Extrait du document:
/---
J'ai tenu à être parmi vous aujourd'hui à Melun, parce que j'ai pleinement conscience des attentes que vous pouvez ressentir au moment où s'engage une réforme d'ampleur historique pour notre défense. Ces interrogations sont, croyez-le, parfaitement légitimes. Je suis donc venu vous informer aussi exactement que possible sur les conséquences que la réforme aura non seulement sur les armées, mais sur la vie quotidienne et la carrière de chacun d'entre vous ; et je souhaite ardemment vous assurer de mon soutien dans cette phase délicate de transition, en vous témoignant ma confiance et celle du Gouvernement.

Depuis le dépôt devant le Parlement du projet de loi de programmation 1997-2002, vous connaissez tous les nouvelles orientations de notre défense et les raisons profondes de la réforme qui s'engage.

Hier encore, c'était à la perspective d'un engagement total de la nation dans une guerre générale que répondait la combinaison de la conscription et de la dissuasion. Aujourd'hui, pour la première fois de son histoire, la France ne connaît plus de menace militaire directe à proximité de ses frontières terrestres. Parallèlement, la fin de la guerre froide a renforcé la capacité de gestion internationale des crises et rendu à nouveau possible l'engagement autonome des forces classiques. Face à ces nouveaux défis, la loi du nombre n'est plus d'actualité.

Fonctions opérationnelles et missions des armées

Pour les relever, les grandes fonctions opérationnelles ont été clarifiées : il s'agit de la protection, de la dissuasion, de la prévention et de la projection.

Protection

Elle est par nature au cœur de notre défense et d'ailleurs de la préoccupation de nos compatriotes en matière de sécurité. Elle doit garantir notre liberté, notre intégrité et notre souveraineté. Elle est une exigence permanente et elle doit s'adapter à la diversification des menaces. C'est le rôle réaffirmé de la gendarmerie avec la participation des autres armées et de la réserve si nécessaire, car Vigipirate sera toujours réalisable.
\---
Enregistrements de données:
/---
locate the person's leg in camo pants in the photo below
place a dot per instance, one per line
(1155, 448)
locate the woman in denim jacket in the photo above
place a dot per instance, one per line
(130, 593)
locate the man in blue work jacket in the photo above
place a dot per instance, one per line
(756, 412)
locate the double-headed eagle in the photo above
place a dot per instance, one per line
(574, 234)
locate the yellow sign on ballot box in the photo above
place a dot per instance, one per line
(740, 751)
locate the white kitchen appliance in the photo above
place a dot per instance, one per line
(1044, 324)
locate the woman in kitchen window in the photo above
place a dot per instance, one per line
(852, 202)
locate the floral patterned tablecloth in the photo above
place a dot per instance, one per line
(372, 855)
\---
Travail demandé: Pour chacune des affirmations suivantes, dites si elle concorde avec l'extrait sur la réforme de la défense, en répondant par oui ou par non et en citant les mots décisifs de l'extrait. 1. Le projet de loi de programmation déposé devant le Parlement porte sur la période 1997-2002. 2. La France fait aujourd'hui face à une menace militaire directe près de ses frontières terrestres. 3. La protection est présentée comme le rôle réaffirmé de la gendarmerie.

Solution proposée:
1. Oui : « Depuis le dépôt devant le Parlement du projet de loi de programmation 1997-2002 ».
2. Non : « la France ne connaît plus de menace militaire directe à proximité de ses frontières terrestres ».
3. Oui : « C'est le rôle réaffirmé de la gendarmerie avec la participation des autres armées et de la réserve si nécessaire ».